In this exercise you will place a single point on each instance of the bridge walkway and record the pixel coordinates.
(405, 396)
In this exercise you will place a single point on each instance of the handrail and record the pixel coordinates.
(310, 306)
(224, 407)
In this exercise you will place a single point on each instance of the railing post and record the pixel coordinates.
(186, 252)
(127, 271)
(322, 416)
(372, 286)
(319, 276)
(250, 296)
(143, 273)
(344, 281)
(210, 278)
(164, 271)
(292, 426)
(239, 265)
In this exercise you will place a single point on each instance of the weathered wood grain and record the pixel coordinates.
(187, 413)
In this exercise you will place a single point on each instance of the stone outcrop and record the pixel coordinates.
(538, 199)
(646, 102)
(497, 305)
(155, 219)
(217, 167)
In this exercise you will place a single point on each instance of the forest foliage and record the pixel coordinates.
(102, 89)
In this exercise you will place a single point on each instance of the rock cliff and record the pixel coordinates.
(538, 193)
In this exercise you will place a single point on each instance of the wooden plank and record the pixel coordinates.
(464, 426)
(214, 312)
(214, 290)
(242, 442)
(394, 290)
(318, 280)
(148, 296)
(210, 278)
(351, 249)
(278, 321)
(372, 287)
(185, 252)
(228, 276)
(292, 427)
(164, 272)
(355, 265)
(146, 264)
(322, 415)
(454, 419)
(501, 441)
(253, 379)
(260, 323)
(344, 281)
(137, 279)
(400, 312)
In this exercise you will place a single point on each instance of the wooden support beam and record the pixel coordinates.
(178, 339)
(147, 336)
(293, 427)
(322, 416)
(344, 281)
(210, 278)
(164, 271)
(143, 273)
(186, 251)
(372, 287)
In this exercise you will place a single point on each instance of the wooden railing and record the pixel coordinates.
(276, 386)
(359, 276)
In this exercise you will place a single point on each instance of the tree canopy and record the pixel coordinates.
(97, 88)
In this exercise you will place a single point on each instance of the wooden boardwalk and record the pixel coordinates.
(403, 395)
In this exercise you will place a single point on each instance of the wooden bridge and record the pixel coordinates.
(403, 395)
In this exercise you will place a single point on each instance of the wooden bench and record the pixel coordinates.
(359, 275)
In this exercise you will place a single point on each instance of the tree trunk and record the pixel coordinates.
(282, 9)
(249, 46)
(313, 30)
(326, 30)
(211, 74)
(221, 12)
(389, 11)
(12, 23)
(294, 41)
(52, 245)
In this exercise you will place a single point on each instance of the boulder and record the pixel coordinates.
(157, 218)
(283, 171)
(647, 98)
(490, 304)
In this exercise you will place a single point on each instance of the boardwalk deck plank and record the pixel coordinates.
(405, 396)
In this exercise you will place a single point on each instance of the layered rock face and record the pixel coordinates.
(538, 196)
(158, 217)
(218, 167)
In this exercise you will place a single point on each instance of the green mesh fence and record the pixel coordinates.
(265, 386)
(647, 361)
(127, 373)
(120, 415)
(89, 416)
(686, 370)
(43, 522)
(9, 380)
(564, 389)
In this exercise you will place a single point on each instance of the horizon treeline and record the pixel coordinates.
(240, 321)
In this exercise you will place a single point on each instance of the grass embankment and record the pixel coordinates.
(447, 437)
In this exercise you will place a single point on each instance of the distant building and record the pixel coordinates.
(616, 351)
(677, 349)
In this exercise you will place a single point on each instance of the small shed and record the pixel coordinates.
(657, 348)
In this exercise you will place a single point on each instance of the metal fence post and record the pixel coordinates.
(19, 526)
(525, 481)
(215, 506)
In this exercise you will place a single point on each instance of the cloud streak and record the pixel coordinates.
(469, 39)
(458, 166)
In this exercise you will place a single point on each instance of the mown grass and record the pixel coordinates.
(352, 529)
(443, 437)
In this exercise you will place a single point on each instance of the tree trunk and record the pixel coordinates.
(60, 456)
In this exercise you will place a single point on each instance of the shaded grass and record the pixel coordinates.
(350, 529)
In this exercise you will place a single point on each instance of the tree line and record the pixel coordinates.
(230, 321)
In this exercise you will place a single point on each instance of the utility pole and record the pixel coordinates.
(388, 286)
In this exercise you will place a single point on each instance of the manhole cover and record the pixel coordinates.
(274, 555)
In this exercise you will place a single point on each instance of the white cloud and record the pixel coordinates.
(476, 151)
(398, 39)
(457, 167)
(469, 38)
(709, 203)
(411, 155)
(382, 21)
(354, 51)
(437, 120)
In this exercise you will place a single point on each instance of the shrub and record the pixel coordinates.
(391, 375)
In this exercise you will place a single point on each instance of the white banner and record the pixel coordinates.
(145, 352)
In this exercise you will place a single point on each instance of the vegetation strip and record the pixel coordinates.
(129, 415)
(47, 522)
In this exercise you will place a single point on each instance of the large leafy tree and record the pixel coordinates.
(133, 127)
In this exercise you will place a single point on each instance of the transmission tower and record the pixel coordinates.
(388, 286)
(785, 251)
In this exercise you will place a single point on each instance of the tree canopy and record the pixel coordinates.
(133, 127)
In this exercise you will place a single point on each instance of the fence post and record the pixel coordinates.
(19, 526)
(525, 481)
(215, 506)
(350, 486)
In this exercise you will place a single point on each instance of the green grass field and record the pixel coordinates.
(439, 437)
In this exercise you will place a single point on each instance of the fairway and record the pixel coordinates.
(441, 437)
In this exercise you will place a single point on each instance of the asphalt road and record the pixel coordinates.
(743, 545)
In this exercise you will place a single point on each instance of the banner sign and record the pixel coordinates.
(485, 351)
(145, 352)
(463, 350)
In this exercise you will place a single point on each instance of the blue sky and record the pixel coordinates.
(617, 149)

• TASK PROMPT:
Please convert the rows, from the line containing "field and record the pixel coordinates." through the last line of the rows, both ends included, into a JSON list of strings with one string per line and no blank lines.

• FINISHED ANSWER:
[
  "In this exercise you will place a single point on each instance of the green grass field and record the pixel coordinates.",
  "(439, 437)",
  "In this exercise you will place a single point on each instance of the fairway and record the pixel coordinates.",
  "(441, 437)",
  "In this exercise you will place a single point on each instance of the asphalt road and record the pixel coordinates.",
  "(743, 545)",
  "In this exercise you will place a single point on each instance of the banner sign and record the pixel coordinates.",
  "(485, 351)",
  "(145, 352)",
  "(463, 350)",
  "In this exercise you will place a single point on each instance of the blue sky and record the pixel coordinates.",
  "(617, 149)"
]